Excerpts from location labeling data:
__________
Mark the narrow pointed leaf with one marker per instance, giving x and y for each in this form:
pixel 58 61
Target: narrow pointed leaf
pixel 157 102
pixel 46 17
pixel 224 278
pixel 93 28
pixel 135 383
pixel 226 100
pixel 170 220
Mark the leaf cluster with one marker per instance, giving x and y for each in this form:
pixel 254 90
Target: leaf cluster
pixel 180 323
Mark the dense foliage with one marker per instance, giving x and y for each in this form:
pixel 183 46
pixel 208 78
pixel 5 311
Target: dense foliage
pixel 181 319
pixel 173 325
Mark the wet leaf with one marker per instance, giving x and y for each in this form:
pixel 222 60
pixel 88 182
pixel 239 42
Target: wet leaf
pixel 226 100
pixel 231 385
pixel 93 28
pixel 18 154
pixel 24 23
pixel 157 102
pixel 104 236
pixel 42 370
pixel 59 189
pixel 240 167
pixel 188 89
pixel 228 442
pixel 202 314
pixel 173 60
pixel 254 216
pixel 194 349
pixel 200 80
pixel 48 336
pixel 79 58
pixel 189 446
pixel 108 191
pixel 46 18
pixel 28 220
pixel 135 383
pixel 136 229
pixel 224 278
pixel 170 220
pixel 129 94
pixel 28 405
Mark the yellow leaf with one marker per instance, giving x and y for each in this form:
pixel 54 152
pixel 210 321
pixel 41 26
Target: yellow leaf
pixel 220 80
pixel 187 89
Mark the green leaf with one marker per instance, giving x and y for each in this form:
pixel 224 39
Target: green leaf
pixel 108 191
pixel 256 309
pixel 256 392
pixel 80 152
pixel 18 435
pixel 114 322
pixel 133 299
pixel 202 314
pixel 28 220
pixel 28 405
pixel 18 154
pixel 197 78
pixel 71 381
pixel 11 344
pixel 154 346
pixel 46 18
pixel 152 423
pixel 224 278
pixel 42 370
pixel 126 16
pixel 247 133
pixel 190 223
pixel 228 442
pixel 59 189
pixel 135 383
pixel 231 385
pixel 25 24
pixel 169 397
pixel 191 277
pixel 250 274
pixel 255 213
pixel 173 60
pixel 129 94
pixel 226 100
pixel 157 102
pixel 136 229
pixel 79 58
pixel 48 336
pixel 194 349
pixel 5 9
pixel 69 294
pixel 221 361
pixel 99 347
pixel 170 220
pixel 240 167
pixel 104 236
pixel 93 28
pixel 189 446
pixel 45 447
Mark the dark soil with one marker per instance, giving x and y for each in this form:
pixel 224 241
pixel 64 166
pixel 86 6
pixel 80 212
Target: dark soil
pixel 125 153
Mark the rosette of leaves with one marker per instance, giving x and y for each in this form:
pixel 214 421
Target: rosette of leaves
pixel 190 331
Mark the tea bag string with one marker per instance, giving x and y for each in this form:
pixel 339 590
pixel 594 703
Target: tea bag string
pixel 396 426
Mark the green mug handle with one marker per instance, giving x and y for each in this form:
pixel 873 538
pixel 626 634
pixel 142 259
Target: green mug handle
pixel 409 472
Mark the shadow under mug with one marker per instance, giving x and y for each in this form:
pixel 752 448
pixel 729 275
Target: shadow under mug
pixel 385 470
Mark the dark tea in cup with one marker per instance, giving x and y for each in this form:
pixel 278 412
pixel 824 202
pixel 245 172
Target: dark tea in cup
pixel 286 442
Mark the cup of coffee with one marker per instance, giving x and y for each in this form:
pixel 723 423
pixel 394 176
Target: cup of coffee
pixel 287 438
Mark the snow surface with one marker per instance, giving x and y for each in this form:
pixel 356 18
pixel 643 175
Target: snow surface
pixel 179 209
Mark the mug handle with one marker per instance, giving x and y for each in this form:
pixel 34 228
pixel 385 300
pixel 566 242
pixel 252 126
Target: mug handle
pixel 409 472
__________
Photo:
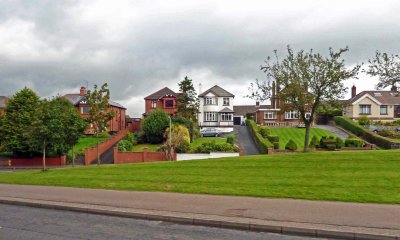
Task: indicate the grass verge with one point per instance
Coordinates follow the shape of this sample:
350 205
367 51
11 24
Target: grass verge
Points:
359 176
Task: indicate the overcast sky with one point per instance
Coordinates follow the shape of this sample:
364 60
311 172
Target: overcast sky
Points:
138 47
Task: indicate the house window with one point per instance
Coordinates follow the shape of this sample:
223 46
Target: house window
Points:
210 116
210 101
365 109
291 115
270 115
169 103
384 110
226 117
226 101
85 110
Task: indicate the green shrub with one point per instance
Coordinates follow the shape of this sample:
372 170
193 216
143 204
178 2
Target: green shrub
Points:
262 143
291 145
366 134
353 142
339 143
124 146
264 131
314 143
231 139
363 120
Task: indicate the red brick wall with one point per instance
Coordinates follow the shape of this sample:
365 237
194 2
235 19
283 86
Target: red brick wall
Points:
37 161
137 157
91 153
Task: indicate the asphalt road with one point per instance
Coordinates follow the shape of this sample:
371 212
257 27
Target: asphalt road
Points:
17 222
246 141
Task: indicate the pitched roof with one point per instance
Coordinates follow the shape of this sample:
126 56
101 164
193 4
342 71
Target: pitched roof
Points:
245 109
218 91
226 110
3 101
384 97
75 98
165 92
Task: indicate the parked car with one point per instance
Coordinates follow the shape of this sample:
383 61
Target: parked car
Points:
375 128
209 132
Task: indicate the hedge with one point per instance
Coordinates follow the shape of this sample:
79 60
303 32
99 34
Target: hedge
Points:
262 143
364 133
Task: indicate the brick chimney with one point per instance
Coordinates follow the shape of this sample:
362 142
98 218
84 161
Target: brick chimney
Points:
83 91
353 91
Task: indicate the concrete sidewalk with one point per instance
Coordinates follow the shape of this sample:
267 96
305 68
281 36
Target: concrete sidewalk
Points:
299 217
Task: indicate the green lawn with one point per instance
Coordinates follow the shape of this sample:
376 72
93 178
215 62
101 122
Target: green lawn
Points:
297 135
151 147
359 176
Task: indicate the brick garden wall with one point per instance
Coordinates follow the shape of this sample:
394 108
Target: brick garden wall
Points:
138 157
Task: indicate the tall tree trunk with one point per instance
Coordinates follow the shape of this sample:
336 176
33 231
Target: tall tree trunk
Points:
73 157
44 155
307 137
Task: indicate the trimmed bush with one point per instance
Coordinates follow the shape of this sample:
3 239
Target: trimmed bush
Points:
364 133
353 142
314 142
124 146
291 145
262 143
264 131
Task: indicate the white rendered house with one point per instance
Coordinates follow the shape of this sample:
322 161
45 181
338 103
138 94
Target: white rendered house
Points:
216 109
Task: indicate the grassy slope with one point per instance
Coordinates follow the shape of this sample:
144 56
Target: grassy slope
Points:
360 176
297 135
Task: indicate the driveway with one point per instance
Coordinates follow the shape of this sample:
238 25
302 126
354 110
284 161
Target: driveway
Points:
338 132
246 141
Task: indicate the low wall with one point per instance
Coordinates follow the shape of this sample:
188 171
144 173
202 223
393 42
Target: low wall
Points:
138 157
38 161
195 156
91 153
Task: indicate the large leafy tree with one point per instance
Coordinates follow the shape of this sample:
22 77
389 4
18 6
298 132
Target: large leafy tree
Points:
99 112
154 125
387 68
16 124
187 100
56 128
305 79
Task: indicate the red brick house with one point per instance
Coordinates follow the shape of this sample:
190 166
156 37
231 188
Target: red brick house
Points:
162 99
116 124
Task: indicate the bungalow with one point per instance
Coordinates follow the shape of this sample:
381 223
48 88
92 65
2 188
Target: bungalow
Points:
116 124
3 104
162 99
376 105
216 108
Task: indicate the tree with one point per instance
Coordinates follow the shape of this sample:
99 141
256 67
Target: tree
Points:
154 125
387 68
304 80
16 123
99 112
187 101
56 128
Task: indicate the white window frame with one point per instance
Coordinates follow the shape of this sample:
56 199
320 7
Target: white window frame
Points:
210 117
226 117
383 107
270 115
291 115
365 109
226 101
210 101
__________
Render the lines from the one containing "Mark the yellow" through the one containing "pixel 287 438", inclusive, as a numbered list, leaving out any blank lines.

*THE SOLUTION:*
1. Mark the yellow leaf with one marker per instance, giving x and y for each in this form:
2. pixel 54 152
3. pixel 210 321
4. pixel 41 26
5. Target: yellow leaf
6. pixel 220 80
7. pixel 187 89
8. Mark the green leaf with one marker per instance, giving x and y for each in this form:
9. pixel 224 39
10. Target: green leaf
11. pixel 108 191
12. pixel 256 309
13. pixel 256 392
14. pixel 80 152
15. pixel 18 435
16. pixel 114 322
17. pixel 133 299
18. pixel 202 314
19. pixel 28 220
20. pixel 28 405
21. pixel 18 154
22. pixel 197 78
23. pixel 71 381
24. pixel 11 344
25. pixel 154 346
26. pixel 46 18
27. pixel 152 423
28. pixel 224 278
29. pixel 42 370
30. pixel 126 16
31. pixel 247 133
32. pixel 190 223
33. pixel 228 442
34. pixel 59 189
35. pixel 135 383
36. pixel 231 385
37. pixel 25 24
38. pixel 169 397
39. pixel 191 277
40. pixel 250 274
41. pixel 255 213
42. pixel 173 60
43. pixel 129 94
44. pixel 226 100
45. pixel 157 102
46. pixel 136 229
47. pixel 79 58
48. pixel 48 336
49. pixel 194 349
50. pixel 5 9
51. pixel 69 294
52. pixel 221 361
53. pixel 99 347
54. pixel 170 220
55. pixel 240 167
56. pixel 104 236
57. pixel 93 28
58. pixel 189 446
59. pixel 45 447
60. Mark the dark soil with one marker per instance, giving x and y for each in this form:
61. pixel 224 241
62. pixel 64 166
63. pixel 86 6
64. pixel 80 212
65. Target: dark soil
66. pixel 125 153
67. Mark the rosette of leaves with one marker per instance, giving x and y for each in this form:
68. pixel 214 421
69. Target: rosette of leaves
70. pixel 190 331
71. Mark the tea bag string with one marker per instance, giving x and y for each in this form:
72. pixel 339 590
73. pixel 594 703
74. Target: tea bag string
75. pixel 396 426
76. Mark the green mug handle with one marker per instance, giving x and y for each in this form:
77. pixel 873 538
78. pixel 626 634
79. pixel 142 259
80. Target: green mug handle
81. pixel 409 472
82. Mark the shadow under mug with one marker per instance, giving x and y for each in this form:
83. pixel 752 448
84. pixel 729 275
85. Target: shadow under mug
86. pixel 385 470
87. Mark the dark tea in cup with one marker per instance, giving x and y for each in this form:
88. pixel 278 412
89. pixel 824 202
90. pixel 245 172
91. Target: dark tea in cup
92. pixel 286 442
93. Mark the cup of coffee with one marker per instance, giving x and y for each in this form:
94. pixel 723 423
95. pixel 394 176
96. Target: cup of coffee
97. pixel 287 438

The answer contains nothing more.